— DOCUMENT EXTRACT —

----

Tuesday, November 24, 2009

Money & Business

The Cosmic Code

Does the universe run on a simple computer program?

By Charles W. Petit
Posted 8/11/02

Perhaps the year's most unusual bestseller is A New Kind of Science, a doorstop of a book by physicist and erstwhile boy wonder Stephen Wolfram. With its publication in May, the author emerged from more than 10 years of near isolation from mainstream research to proclaim he's the first to glimpse how the universe really works. The theme of its 1,200-plus pages: The universe is in essence just a simple computer program. All of its complexity, up to and including ourselves, is the product of just a few, as-yet-unknown instructions--the equivalent of a few lines of code in a digital computer.

----

— SUPPLIED MATERIAL —
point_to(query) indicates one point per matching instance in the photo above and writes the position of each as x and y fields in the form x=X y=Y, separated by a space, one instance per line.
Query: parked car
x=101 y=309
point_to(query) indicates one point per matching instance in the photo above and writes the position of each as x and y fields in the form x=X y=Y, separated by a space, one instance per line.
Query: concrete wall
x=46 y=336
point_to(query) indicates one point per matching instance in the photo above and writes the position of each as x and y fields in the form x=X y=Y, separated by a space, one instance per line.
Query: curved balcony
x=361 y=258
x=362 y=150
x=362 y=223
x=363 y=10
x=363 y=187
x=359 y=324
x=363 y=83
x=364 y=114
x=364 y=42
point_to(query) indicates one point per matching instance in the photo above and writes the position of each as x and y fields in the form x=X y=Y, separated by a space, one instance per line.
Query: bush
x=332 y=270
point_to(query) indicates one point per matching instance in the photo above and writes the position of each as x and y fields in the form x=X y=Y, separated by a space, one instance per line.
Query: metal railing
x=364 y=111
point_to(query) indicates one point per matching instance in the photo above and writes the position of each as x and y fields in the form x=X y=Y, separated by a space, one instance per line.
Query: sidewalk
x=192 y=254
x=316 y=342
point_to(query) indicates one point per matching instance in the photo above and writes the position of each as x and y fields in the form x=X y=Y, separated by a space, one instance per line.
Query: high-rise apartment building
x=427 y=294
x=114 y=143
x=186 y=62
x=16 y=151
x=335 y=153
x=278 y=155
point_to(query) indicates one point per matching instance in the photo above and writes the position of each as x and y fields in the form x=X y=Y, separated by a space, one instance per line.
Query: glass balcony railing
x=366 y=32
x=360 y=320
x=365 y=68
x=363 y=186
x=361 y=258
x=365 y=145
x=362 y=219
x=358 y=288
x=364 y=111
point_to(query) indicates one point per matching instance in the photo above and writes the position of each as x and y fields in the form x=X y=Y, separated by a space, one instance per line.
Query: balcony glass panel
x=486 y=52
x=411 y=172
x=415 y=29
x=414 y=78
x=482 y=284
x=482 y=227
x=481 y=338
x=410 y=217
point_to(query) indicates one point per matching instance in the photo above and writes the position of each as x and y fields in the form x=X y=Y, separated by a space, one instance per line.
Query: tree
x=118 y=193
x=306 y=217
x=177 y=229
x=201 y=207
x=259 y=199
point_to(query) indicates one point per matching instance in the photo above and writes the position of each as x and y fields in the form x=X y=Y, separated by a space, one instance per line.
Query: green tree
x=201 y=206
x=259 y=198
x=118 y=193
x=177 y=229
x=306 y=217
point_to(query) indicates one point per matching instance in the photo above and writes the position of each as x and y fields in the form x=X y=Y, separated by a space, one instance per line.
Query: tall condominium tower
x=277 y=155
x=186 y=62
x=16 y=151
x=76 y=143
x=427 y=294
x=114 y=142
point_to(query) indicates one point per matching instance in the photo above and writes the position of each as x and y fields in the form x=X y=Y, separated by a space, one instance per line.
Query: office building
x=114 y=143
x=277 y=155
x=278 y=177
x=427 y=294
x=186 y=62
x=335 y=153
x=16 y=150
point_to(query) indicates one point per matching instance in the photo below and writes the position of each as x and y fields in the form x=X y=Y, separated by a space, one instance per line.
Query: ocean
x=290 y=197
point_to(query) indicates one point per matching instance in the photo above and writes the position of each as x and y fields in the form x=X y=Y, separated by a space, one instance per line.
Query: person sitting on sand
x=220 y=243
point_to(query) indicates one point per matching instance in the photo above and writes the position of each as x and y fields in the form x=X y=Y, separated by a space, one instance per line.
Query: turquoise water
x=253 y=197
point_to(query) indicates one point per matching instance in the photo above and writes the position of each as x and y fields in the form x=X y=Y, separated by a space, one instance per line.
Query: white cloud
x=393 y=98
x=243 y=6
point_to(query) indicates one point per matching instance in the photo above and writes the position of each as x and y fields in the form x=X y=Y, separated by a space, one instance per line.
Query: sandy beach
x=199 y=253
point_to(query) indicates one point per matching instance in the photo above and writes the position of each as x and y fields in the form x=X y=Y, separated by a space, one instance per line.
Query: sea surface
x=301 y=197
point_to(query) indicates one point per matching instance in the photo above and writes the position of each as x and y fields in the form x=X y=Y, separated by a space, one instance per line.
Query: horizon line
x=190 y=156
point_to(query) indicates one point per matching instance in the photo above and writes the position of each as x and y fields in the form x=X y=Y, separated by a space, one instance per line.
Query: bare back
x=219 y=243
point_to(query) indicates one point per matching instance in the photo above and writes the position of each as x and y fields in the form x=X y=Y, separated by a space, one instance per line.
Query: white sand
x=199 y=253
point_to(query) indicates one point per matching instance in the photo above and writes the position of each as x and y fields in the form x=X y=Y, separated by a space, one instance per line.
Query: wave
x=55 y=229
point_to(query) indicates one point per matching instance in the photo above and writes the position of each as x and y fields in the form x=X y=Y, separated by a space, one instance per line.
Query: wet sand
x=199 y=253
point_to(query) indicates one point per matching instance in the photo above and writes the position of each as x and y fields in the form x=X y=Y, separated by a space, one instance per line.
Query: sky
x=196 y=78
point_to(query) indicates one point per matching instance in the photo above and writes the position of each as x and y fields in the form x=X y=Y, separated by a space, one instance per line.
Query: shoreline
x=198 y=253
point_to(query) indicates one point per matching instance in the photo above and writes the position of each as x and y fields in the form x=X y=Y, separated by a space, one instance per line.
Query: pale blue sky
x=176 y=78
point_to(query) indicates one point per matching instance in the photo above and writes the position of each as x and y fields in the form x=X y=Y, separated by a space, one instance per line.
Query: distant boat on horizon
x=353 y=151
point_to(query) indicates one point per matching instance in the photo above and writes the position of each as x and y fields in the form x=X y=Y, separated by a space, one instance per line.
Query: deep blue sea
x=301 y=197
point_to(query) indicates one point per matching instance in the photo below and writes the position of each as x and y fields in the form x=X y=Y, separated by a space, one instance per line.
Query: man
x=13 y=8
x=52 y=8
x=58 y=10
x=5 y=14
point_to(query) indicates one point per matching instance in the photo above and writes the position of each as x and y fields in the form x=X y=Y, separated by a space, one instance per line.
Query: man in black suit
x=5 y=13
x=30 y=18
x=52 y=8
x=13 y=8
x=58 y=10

----

— WORK INSTRUCTIONS —
A – According to the article on Stephen Wolfram's book, in what month was A New Kind of Science published?
B – Pull out every line of the records that contains the word "balcony". Case counts.

— ANSWERS TO THE EXERCISES —
A – May

B –
Query: curved balcony
Query: glass balcony railing
Query: balcony glass panel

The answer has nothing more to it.